• [Problem to work on]: Start at the line below containing "Segment every instance of the **row" and stop at the line containing "query: **row of trees along road**". Repeat every line of that stretch exactly, and nothing outside it.

(Data for review begins)

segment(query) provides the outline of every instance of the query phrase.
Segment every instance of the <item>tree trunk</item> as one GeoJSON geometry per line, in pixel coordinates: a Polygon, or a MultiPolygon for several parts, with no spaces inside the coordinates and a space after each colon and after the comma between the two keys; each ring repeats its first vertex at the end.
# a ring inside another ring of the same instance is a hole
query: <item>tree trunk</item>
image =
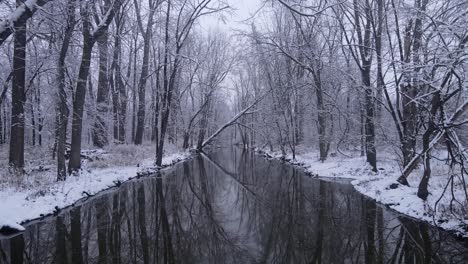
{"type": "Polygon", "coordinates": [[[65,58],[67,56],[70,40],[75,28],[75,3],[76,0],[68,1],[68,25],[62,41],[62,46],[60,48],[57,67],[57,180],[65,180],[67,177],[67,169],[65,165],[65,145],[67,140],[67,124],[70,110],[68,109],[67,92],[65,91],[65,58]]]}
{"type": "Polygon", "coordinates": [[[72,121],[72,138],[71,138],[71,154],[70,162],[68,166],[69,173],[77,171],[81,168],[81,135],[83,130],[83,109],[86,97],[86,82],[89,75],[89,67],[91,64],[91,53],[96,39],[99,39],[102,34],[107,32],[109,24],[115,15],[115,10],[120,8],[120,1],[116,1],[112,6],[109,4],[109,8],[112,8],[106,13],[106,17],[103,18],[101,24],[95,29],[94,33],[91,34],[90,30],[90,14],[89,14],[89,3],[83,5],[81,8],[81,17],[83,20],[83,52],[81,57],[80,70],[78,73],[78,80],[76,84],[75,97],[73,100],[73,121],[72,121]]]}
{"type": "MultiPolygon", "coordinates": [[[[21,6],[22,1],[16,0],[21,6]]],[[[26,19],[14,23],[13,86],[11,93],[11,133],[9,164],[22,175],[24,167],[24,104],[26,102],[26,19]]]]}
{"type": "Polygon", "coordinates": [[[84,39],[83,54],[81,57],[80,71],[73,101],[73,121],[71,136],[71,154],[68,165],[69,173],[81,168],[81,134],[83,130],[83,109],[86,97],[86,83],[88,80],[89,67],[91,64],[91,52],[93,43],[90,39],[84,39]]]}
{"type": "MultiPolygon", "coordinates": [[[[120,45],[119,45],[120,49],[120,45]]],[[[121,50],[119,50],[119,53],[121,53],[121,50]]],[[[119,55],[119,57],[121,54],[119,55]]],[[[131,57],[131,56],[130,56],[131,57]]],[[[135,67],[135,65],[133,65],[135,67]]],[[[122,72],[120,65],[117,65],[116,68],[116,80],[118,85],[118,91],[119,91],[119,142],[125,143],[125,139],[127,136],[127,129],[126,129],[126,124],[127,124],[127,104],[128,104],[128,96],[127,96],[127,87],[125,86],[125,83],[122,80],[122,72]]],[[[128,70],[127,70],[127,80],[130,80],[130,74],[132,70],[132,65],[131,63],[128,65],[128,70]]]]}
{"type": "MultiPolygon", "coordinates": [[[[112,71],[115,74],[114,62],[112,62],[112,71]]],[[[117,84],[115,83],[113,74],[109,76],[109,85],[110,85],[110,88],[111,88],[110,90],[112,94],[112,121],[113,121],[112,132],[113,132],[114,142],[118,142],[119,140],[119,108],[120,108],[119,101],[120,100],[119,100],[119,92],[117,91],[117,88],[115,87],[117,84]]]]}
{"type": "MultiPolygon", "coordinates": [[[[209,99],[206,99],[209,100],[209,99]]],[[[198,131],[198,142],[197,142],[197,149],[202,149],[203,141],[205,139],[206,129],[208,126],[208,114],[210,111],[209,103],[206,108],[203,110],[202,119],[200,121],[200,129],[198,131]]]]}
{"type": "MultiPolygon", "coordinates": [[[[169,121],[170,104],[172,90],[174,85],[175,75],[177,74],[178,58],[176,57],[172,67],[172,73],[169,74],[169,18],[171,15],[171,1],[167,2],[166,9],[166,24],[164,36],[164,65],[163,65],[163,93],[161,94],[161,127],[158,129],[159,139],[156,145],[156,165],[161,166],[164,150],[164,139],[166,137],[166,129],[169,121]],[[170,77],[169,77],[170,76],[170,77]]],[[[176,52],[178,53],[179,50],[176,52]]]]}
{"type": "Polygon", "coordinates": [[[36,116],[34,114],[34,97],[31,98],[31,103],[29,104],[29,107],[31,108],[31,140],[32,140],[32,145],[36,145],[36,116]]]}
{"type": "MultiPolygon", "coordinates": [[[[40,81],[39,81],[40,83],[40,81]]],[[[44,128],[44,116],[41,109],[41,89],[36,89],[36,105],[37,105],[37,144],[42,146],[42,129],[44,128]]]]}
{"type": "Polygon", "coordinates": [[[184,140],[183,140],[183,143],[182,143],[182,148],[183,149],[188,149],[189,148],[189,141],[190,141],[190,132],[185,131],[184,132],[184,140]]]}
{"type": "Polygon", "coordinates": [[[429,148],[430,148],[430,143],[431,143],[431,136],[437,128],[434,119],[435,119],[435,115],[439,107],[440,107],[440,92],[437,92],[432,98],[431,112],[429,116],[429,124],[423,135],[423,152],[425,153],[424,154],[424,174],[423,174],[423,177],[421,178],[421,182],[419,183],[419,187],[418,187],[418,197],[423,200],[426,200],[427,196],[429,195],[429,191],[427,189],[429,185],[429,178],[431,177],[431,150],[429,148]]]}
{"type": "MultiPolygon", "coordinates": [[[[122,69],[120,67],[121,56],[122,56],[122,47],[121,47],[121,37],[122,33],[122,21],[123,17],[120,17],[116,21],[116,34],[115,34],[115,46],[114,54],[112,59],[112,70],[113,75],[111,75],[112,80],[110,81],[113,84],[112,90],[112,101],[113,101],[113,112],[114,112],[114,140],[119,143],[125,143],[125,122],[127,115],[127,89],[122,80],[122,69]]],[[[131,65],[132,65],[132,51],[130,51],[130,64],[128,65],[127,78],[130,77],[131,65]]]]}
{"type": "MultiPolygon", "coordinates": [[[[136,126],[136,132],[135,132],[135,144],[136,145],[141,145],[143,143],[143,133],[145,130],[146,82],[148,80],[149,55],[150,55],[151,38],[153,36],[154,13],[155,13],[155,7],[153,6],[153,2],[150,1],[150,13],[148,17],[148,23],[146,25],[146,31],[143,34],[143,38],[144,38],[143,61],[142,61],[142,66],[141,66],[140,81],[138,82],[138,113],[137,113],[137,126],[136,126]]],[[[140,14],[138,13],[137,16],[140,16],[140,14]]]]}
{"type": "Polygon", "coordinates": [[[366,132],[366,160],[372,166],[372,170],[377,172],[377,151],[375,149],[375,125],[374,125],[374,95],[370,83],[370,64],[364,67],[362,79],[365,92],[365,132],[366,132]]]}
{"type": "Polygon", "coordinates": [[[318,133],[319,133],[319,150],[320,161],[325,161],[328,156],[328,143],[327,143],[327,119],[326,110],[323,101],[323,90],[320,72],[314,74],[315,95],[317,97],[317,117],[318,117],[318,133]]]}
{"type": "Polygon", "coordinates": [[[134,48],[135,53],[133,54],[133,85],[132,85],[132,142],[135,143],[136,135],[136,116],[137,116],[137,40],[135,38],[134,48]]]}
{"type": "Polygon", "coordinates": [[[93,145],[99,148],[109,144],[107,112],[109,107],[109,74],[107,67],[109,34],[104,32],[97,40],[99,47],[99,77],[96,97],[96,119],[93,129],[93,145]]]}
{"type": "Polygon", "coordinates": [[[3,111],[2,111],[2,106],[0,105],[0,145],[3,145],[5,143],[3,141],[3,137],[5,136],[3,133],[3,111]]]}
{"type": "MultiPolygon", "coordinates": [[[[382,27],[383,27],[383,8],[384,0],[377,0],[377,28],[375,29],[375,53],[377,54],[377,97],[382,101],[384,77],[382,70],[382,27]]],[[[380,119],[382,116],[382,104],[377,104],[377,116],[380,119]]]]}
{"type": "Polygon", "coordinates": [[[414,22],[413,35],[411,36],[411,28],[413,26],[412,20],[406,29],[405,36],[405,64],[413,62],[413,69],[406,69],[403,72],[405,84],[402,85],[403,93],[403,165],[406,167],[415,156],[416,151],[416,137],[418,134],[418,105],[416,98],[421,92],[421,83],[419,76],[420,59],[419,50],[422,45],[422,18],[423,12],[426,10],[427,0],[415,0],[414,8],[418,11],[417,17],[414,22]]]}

(Data for review ends)
(Data for review begins)

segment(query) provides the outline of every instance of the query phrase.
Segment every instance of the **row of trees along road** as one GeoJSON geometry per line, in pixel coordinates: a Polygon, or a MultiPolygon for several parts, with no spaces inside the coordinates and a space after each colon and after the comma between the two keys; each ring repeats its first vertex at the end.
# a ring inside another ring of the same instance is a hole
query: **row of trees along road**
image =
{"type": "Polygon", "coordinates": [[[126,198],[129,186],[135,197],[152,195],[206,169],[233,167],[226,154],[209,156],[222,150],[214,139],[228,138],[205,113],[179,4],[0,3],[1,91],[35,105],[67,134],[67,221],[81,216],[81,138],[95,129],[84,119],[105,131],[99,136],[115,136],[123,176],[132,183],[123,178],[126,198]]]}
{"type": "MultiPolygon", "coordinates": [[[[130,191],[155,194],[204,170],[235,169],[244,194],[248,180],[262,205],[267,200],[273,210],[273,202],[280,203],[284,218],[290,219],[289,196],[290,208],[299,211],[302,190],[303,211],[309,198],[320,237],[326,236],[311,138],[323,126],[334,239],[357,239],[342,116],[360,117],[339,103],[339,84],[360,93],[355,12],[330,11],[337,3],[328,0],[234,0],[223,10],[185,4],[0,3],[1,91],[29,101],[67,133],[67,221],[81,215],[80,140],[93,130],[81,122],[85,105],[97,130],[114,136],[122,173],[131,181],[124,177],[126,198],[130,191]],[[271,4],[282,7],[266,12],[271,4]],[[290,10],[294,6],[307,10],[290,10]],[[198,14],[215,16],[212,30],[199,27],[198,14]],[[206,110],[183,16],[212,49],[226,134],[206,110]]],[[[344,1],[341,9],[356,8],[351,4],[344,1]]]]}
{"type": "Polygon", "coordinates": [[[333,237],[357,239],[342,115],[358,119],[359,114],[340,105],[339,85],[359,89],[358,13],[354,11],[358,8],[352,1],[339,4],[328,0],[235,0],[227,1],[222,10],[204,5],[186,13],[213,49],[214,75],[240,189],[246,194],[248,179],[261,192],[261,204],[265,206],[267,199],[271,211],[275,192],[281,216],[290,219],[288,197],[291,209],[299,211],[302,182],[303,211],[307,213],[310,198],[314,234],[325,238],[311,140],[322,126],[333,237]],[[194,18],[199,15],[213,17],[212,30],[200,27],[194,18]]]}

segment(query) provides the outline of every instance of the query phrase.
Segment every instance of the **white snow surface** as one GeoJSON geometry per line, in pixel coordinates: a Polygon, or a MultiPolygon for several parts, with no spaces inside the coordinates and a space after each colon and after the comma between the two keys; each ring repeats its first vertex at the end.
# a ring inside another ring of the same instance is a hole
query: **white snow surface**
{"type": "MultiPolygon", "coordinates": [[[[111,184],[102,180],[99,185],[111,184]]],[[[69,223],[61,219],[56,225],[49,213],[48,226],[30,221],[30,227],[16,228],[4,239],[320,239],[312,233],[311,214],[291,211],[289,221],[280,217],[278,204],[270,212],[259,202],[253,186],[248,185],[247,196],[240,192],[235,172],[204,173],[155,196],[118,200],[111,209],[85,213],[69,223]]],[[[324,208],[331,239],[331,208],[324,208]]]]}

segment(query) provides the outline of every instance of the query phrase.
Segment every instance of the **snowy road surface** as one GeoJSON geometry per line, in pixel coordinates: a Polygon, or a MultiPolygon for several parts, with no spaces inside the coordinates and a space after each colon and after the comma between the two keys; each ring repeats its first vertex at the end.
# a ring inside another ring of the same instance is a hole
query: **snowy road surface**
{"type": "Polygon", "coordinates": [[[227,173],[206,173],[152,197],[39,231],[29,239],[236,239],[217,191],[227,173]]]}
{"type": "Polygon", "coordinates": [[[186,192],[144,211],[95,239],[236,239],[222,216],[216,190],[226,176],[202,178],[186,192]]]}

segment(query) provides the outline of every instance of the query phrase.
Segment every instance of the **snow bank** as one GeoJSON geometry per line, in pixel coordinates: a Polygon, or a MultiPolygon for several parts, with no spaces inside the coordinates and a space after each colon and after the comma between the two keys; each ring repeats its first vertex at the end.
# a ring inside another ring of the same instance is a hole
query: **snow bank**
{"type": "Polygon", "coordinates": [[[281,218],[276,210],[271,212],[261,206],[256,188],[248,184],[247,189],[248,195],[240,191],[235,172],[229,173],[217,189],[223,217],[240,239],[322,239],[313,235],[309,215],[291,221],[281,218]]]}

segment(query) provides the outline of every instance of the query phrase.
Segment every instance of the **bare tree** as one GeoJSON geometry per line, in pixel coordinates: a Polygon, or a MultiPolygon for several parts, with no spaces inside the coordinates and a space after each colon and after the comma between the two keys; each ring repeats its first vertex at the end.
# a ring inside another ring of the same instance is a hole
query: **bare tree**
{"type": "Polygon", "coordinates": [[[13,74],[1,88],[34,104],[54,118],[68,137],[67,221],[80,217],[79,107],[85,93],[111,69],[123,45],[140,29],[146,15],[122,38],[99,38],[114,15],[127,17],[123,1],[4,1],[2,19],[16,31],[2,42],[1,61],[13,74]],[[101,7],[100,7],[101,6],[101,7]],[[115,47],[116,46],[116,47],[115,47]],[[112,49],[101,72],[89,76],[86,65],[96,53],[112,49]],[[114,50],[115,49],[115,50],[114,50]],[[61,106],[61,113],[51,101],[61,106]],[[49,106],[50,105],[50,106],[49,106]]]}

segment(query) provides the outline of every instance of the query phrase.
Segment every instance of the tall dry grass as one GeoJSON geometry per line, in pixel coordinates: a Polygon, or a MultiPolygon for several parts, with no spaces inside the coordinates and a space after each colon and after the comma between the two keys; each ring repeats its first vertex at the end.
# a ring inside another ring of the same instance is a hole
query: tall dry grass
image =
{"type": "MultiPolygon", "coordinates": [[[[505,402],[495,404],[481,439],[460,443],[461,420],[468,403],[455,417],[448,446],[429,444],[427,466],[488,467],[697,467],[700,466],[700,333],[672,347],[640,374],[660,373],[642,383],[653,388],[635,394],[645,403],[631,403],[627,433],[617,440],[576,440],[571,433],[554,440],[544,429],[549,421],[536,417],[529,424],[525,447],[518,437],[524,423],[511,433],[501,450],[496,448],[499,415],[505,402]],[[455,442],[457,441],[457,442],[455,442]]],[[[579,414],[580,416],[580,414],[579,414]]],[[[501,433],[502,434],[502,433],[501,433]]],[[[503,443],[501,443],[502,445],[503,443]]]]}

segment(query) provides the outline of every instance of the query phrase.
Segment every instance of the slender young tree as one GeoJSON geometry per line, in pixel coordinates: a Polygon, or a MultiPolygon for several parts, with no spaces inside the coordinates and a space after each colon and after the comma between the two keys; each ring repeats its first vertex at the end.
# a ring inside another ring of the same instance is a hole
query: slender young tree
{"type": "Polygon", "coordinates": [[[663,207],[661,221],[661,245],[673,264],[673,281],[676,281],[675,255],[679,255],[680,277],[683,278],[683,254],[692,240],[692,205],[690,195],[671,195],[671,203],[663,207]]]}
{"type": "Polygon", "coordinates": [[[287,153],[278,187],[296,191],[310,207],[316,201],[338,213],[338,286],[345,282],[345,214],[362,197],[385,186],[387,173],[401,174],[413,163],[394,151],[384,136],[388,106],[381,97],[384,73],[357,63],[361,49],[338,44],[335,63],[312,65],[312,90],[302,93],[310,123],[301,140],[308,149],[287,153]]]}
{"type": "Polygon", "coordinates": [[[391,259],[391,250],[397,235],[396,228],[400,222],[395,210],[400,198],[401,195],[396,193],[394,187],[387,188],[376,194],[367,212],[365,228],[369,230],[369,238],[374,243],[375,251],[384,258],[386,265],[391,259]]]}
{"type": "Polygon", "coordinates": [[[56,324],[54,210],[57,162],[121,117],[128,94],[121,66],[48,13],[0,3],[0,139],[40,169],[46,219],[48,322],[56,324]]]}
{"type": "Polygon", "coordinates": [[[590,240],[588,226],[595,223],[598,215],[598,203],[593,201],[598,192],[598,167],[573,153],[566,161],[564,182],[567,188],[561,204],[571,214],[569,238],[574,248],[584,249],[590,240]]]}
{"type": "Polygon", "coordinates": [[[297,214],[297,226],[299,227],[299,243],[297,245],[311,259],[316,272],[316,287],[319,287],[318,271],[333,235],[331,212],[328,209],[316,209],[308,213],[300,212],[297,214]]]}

(Data for review ends)

• [Output for this exercise]:
Segment every instance of the **row of trees along road** as one GeoJSON geometry per line, in pixel coordinates: a Polygon, or a MultiPolygon for several parts, with no spaces inside the coordinates and a space after each colon and after the comma between the two keys; each ring repeats its first vertex at the end.
# a ring inside another ring of the same instance is a hole
query: **row of trees along road**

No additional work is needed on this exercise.